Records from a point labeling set
^^^^

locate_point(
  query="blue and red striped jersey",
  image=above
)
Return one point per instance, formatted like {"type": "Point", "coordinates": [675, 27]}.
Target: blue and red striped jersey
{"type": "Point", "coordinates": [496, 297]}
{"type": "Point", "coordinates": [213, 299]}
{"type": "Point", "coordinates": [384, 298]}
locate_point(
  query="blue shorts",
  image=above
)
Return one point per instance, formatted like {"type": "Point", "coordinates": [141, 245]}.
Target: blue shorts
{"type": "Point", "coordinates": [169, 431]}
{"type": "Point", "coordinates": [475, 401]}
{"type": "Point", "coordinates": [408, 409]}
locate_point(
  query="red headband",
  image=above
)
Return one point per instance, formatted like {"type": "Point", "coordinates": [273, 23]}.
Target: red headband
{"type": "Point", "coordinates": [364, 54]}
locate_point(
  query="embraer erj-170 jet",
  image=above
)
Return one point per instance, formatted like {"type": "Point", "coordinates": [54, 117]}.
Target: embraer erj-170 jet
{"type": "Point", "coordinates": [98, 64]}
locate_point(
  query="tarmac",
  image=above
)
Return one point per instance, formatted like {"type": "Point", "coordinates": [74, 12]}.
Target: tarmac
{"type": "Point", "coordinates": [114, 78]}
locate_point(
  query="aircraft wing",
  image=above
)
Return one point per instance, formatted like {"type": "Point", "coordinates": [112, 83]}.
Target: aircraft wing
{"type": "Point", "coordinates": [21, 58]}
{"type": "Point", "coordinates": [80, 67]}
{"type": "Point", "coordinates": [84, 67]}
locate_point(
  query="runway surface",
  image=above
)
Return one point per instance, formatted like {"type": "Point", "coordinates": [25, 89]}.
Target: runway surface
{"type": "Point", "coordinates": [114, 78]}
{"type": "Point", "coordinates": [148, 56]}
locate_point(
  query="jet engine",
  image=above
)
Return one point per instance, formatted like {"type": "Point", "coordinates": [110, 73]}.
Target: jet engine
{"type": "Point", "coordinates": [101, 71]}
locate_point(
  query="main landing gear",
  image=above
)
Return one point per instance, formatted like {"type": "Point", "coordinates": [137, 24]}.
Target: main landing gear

^^^^

■ Given task
Provide all the records again, word for word.

■ Result for this task
locate_point(
  query="blue and red striped jersey",
  image=above
)
Return one point per instance, formatted like {"type": "Point", "coordinates": [675, 27]}.
Target: blue and red striped jersey
{"type": "Point", "coordinates": [496, 297]}
{"type": "Point", "coordinates": [213, 299]}
{"type": "Point", "coordinates": [384, 298]}
locate_point(
  query="blue shorts",
  image=above
)
Return one point per instance, formatted like {"type": "Point", "coordinates": [141, 245]}.
Target: blue shorts
{"type": "Point", "coordinates": [169, 431]}
{"type": "Point", "coordinates": [475, 401]}
{"type": "Point", "coordinates": [408, 409]}
locate_point(
  query="red headband",
  image=above
)
Return one point per instance, formatted like {"type": "Point", "coordinates": [273, 23]}.
Target: red headband
{"type": "Point", "coordinates": [364, 54]}
locate_point(
  query="embraer erj-170 jet",
  image=above
)
Return one point per instance, formatted like {"type": "Point", "coordinates": [54, 117]}.
Target: embraer erj-170 jet
{"type": "Point", "coordinates": [98, 64]}
locate_point(
  query="tarmac",
  image=above
)
Return one point per instance, formatted like {"type": "Point", "coordinates": [74, 12]}.
Target: tarmac
{"type": "Point", "coordinates": [114, 78]}
locate_point(
  query="aircraft wing",
  image=above
)
Return one point per instance, formatted like {"type": "Point", "coordinates": [112, 83]}.
Target: aircraft wing
{"type": "Point", "coordinates": [21, 58]}
{"type": "Point", "coordinates": [80, 67]}
{"type": "Point", "coordinates": [84, 67]}
locate_point(
  query="runway surface",
  image=above
)
Return one point per instance, formatted like {"type": "Point", "coordinates": [25, 89]}.
Target: runway surface
{"type": "Point", "coordinates": [114, 78]}
{"type": "Point", "coordinates": [148, 56]}
locate_point(
  query="jet engine",
  image=above
)
Return one point per instance, formatted like {"type": "Point", "coordinates": [110, 73]}.
Target: jet engine
{"type": "Point", "coordinates": [101, 71]}
locate_point(
  query="main landing gear",
  image=above
)
Return one point per instance, formatted like {"type": "Point", "coordinates": [137, 24]}.
Target: main landing gear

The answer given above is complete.